Shift each answer coordinate by adding 30 to both of its values, and rewrite every other line unchanged, for the stretch from the line containing "of the shallow" through the end of the data. Leave the picture out of your answer.

### Task data
■ ■ ■

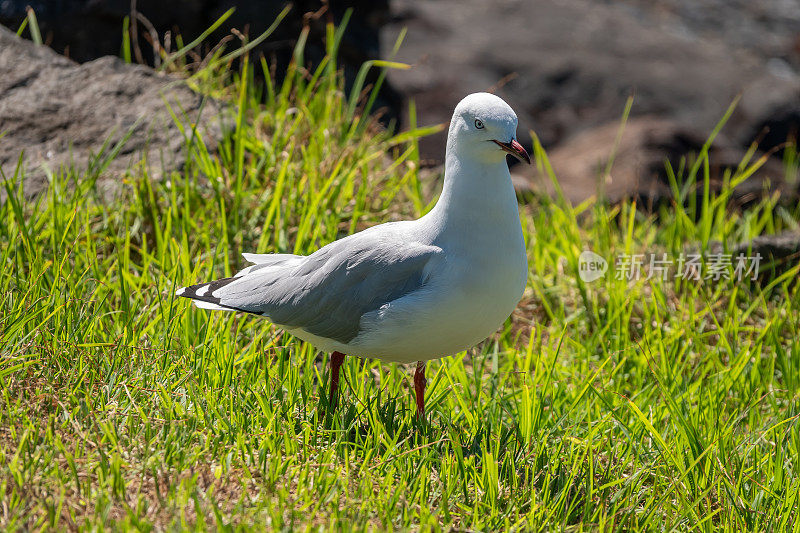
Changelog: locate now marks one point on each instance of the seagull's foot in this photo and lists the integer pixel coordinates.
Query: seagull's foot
(419, 389)
(337, 358)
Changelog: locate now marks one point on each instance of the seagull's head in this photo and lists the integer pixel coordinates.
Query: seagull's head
(486, 127)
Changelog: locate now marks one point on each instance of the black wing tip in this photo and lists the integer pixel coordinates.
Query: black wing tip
(203, 291)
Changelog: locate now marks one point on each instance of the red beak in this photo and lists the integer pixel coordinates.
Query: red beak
(515, 149)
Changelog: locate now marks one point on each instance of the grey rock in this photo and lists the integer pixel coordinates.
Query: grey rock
(569, 65)
(60, 113)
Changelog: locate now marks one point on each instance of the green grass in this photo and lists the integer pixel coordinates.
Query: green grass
(611, 405)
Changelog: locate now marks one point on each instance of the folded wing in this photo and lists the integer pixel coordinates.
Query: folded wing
(327, 292)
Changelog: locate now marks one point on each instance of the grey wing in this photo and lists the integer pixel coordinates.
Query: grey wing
(327, 292)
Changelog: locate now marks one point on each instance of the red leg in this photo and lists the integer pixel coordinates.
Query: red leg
(333, 395)
(419, 388)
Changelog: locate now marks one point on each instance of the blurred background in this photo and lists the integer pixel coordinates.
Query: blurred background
(567, 67)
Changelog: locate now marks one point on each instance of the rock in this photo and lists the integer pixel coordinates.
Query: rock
(569, 65)
(638, 169)
(59, 112)
(88, 29)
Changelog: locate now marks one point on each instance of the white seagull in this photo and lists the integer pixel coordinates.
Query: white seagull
(405, 291)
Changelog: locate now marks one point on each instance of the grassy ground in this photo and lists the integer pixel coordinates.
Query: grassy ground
(646, 404)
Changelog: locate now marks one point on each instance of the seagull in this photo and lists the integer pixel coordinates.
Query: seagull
(407, 291)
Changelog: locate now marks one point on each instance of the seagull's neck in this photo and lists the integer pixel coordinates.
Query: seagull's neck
(476, 194)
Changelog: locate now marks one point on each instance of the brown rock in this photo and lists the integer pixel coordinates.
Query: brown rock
(638, 167)
(59, 113)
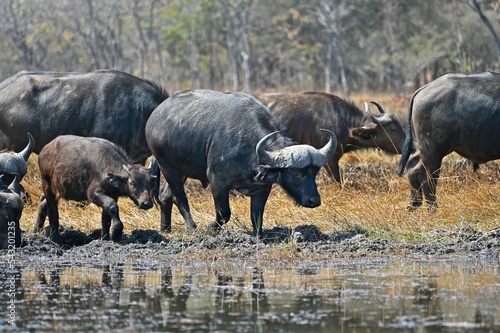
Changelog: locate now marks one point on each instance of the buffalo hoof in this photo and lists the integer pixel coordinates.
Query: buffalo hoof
(55, 236)
(214, 226)
(117, 232)
(191, 227)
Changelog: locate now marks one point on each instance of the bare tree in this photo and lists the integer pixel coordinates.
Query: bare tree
(236, 14)
(329, 15)
(477, 8)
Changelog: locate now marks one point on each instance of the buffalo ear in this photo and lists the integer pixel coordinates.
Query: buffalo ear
(115, 180)
(362, 133)
(267, 174)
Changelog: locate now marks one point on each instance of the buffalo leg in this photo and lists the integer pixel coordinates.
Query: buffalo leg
(166, 203)
(257, 204)
(42, 214)
(53, 213)
(176, 183)
(109, 207)
(416, 176)
(106, 225)
(432, 169)
(222, 209)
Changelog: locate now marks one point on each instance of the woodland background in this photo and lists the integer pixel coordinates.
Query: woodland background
(342, 46)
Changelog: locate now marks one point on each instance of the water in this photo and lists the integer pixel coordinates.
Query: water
(364, 296)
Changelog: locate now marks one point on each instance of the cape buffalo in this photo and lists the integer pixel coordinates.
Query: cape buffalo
(11, 208)
(454, 113)
(94, 170)
(303, 114)
(12, 163)
(230, 141)
(108, 104)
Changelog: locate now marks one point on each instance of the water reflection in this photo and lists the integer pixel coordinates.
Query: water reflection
(423, 297)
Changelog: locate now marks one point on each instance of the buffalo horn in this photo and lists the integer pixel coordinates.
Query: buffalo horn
(296, 156)
(14, 186)
(379, 120)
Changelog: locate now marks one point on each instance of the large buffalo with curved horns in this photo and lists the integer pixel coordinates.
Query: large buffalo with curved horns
(108, 104)
(230, 141)
(303, 114)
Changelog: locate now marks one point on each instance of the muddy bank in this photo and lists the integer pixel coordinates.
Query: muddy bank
(302, 243)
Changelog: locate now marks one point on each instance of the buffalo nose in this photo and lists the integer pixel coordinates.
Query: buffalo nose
(146, 205)
(314, 202)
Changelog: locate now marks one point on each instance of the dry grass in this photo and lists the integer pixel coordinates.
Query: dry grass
(372, 199)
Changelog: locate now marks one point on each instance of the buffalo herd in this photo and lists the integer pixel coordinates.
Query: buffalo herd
(93, 133)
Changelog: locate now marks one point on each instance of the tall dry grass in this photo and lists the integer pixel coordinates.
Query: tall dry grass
(372, 199)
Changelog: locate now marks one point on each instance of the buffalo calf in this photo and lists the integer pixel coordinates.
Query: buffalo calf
(93, 170)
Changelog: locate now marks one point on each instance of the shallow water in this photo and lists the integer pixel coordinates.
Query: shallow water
(364, 296)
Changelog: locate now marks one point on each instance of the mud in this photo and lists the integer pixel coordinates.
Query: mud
(280, 244)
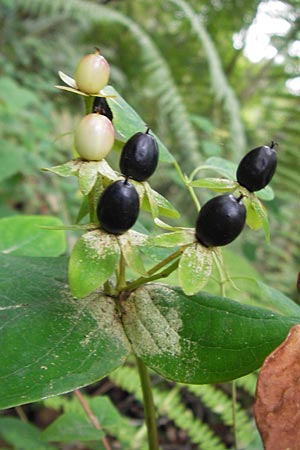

■ ■ ■

### Answer to this exercise
Changelog: locate now marks one point on each instance of the shallow water in this photo and lists the integer pixel coordinates.
Query: shallow water
(394, 326)
Changelog: locate now marks one point on each instance of the mud in this photo and lists the integer pixel coordinates.
Query: mud
(310, 274)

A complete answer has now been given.